» PASSAGE TO READ
THAT ASTUTE MRS WATANABE

   Posted by: Mr. Gold    in Uncategorized

Last week we reflected on what lessons, if any, the Japanese experience with deflation carries for gold investors elsewhere. A tentative conclusion was that the value of Japanese Yen mattered probably more for Japanese gold investors than the domestic decline in prices. And while the recurrent deflation has certainly influenced the wide-spread preference for long-term holdings of JGBs, the evidence for gold has to be sought in more selective statistics of bar hoarding, coin purchases and gold accumulation plans. A look into these historical data reveals just how astute the daily readers of Nikkei Shimbun are…

Let us step back to the onset of the first yen-carry trade, in 1996. After a record year for gold investment in Japan (1995 was punctuated by the Kobe earthquake and 18-year low prices in JPY terms) the investment demand nearly halved to 57t. The following two years saw a combination of profit taking and bursts of demand towards the end of each calendar year. In 1999, the Yen strengthened and deflation began, but overseas gold also hit a low of $275/oz. Investment demand in Japan picked up 16%, but this was a short-lived phenomenon, despite deepening deflation and further strength in the Yen.

Carry trades resumed in 2001. Between terrorism, Argentina’s default, Enron and a collapse of Daiei supermarket chain, Japanese investors increased somewhat the purchase of gold for investment purposes (this was the time when yellow jewelry barely sold in Japan). In early 2002 – against the background of weakening Yen and stronger gold prices, Mrs Watanabe rushed to purchase gold to protect the household against reduced government insurance for time deposits. Investment in gold hit 95t – an amount never registered again. At that time, bullion would change hands at around Y1400/g.

The subsequent three years of deflation saw a recovering economy, buoyed by exports and aggressive (and ultimately futile) attempts to weaken the Yen. Interest in gold depended on a variety of factors, ranging from the health of the banking sector, the performance of the local stock market and the JPY exchange rates.

The shock came in 2006, after the deflationary period was over. The carry-trade driven depreciation of the Yen sent the prices fast above Y1500/g and Mrs Watanabe began to take profits. That year, the Japanese disinvested a net amount of nearly 43t. With equally weak Yen the year later – and gold continuing to gain strength (crossing Y2600/g), 2007 saw a further 32% growth in net disinvestment. This process continued until JPY reversed the course in the wake of Lehman’s collapse towards the end of 2008. The return of deflation and a stronger Yen (a veritable ‘Hauch des Lebens’ for the otherwise embattled uncovered interest rate parity) coincided in 2009 with further dishoarding, albeit at a much slower pace.

» DATA LISTING
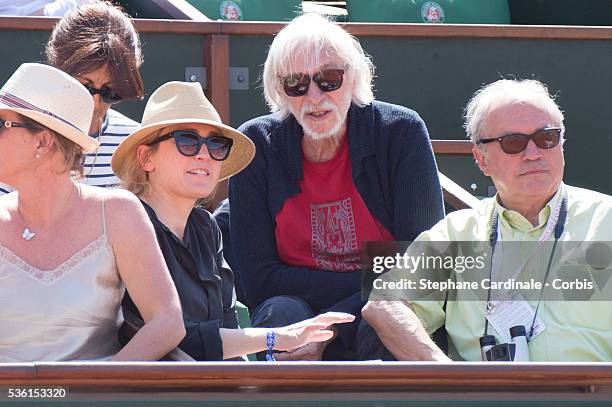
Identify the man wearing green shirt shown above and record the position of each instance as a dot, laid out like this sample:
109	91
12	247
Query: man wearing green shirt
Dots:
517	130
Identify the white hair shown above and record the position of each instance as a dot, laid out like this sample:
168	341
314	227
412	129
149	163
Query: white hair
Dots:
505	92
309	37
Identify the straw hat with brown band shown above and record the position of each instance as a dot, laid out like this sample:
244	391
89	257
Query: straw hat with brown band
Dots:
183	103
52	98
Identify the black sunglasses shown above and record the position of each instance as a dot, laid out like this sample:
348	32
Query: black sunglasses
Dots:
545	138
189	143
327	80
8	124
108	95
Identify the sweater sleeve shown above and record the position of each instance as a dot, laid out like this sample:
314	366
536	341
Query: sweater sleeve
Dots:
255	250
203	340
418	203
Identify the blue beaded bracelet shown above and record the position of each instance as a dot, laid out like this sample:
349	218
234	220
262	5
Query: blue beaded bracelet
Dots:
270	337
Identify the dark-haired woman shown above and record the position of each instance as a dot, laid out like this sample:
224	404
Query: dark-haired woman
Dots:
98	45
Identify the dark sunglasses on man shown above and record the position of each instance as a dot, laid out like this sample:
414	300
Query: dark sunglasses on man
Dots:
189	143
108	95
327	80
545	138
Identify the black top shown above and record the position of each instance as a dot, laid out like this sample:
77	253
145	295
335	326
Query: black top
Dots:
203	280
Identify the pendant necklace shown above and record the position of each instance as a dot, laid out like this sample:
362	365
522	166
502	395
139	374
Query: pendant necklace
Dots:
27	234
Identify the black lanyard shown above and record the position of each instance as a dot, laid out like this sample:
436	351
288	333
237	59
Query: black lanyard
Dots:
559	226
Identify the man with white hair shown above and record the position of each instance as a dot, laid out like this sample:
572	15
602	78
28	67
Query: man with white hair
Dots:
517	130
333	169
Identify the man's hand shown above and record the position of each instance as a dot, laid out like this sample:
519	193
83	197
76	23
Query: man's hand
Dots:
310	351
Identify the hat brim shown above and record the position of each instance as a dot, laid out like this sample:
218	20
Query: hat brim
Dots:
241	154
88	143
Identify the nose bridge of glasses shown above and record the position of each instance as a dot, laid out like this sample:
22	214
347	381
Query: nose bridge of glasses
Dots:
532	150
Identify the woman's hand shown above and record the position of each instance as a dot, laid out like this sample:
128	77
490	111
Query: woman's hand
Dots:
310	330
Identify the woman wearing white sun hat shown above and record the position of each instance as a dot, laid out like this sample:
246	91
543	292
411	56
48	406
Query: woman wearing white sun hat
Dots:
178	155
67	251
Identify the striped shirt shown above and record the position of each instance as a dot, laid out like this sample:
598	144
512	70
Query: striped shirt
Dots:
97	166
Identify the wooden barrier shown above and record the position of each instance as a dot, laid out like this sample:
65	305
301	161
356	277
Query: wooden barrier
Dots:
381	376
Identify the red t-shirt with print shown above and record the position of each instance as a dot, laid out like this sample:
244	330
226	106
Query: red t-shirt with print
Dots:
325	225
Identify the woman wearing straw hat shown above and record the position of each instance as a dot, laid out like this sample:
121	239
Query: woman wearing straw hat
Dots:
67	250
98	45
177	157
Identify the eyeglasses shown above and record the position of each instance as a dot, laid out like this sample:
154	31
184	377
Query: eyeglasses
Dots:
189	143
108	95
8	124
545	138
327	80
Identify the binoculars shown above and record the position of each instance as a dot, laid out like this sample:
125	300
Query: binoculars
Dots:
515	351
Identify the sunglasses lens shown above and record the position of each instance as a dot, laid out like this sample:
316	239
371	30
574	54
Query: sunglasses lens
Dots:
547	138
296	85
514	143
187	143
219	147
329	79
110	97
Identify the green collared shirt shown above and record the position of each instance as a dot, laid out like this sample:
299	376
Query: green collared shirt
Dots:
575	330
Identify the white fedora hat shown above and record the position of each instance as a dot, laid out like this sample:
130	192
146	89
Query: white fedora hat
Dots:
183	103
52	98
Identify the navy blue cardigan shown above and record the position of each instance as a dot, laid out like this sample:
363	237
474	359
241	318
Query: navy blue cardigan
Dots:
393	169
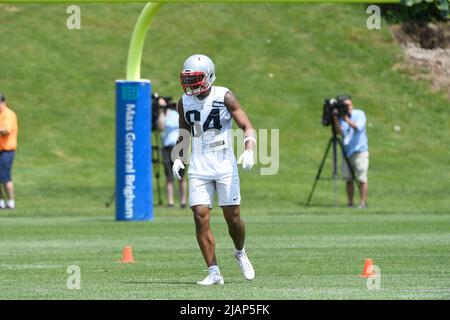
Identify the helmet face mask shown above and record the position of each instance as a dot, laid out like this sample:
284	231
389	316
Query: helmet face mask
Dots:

---

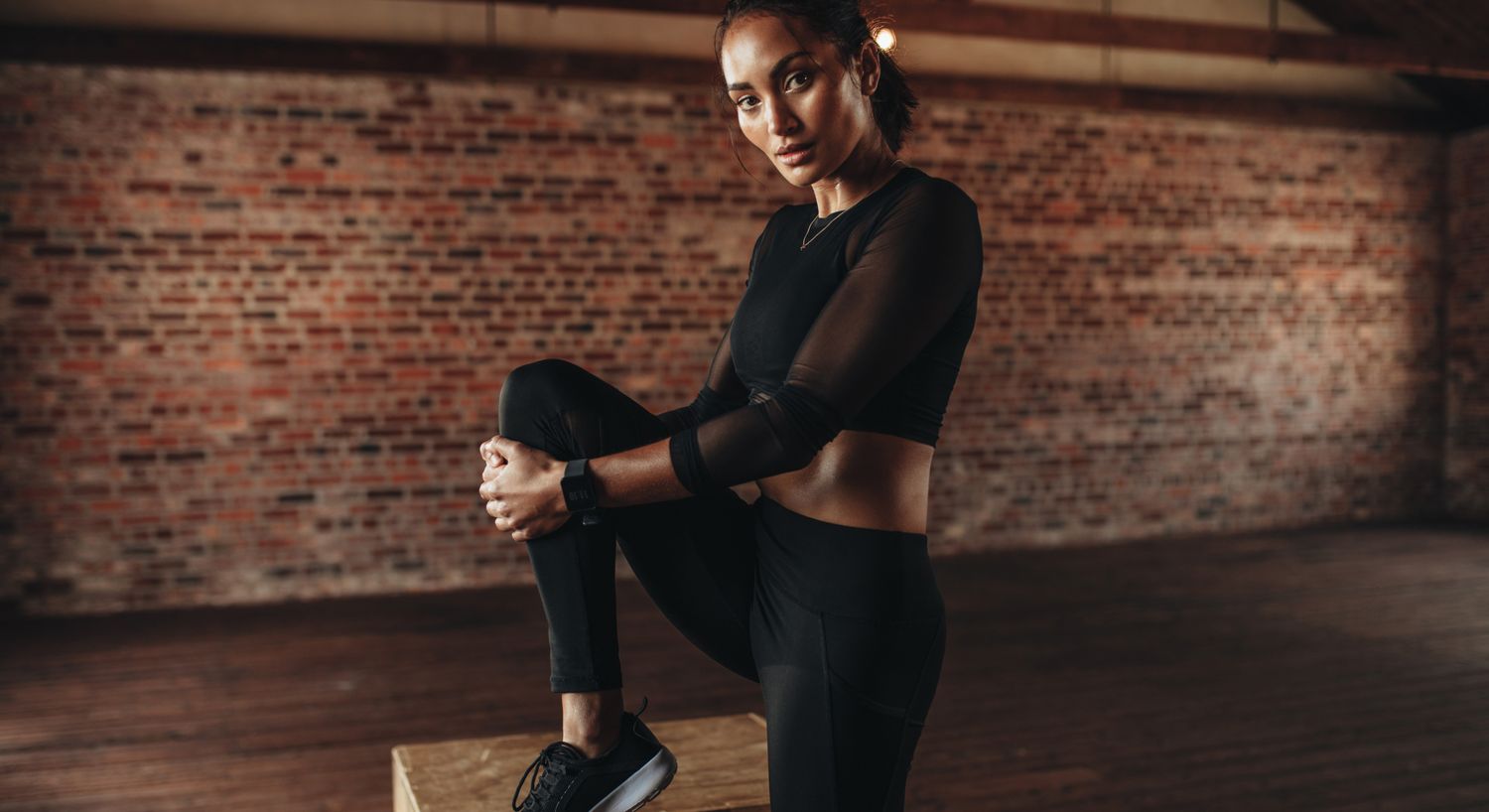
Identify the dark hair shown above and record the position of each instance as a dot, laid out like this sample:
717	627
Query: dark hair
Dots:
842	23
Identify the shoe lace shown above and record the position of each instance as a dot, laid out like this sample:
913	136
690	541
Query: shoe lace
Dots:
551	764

» GIVEN INSTRUCTION 1
Copy the passage on Japanese gold investment from "The shock came" to "much slower pace.".
» GIVEN INSTRUCTION 2
Go on with the piece about Japanese gold investment, starting right after its last sentence.
The lines are not needed for any of this work.

» RESULT 1
The shock came in 2006, after the deflationary period was over. The carry-trade driven depreciation of the Yen sent the prices fast above Y1500/g and Mrs Watanabe began to take profits. That year, the Japanese disinvested a net amount of nearly 43t. With equally weak Yen the year later – and gold continuing to gain strength (crossing Y2600/g), 2007 saw a further 32% growth in net disinvestment. This process continued until JPY reversed the course in the wake of Lehman’s collapse towards the end of 2008. The return of deflation and a stronger Yen (a veritable ‘Hauch des Lebens’ for the otherwise embattled uncovered interest rate parity) coincided in 2009 with further dishoarding, albeit at a much slower pace.

» RESULT 2
This short summary of the recent history in Japanese gold investment reveals Mrs Watanabe’s uncanny sensitivity to the fluctuations of real values (rather than nominal prices). It is all the more surprising because it is, a priori, impossible to gauge the exchange rate reaction to changes in monetary aggregates. For example, a reduction in money supply should, ceteris paribus, lead to an increase in nominal exchange rates – and (depending on interest rates) a possible increase in real exchange rates. However, as the velocity of money is reduced, deflation sets in, and deflation means a decrease in real exchange rates.

Despite the multifactor complexity of these phenomena, the wisdom of (ageing) Japanese crowds got it right. Naturally, the gold investment demand exhibited a very high (negative) correlation to gold prices expressed in Japanese Yen (based on annual average prices). No surprises here. However, given gold’s relentless gains during the last decade, the nominal exchange rate (JPY/USD as a proxy) offers little guidance (barely 34% correlation to gold prices in Japanese Yen). The value of the Japanese Yen vs USD does not correlate with the gold investment demand in Japan at all.

It is by looking at JP Morgan’s broad Yen index (real effective exchange rate), that an astonishing picture unfolds. First, gold confirms its role as a “reality” check on the actual value of the currency (an argument made on these pages previously). JP Morgan’s JPY index and gold in JPY correlate at 55%. And Mrs Watanabe beats even that. Her gold purchases since 1996 correlated at 63% with the real effective value of the Japanese currency!

More granular data (e.g. on a quarterly basis) would be necessary to refute alternative hypotheses. Yet even at this high-level, the short review illustrates how attuned Japanese investors are to the real purchasing power of their currency. Rather than offloading gold at the first sight of positive real interest rates, they continued to hoard the metal and then sold a third of these holdings once the economy crept out of deflation. Remarkably, latent inflation fears never dented their resolve.

Watanabe-san! Atama ga sagarimasu!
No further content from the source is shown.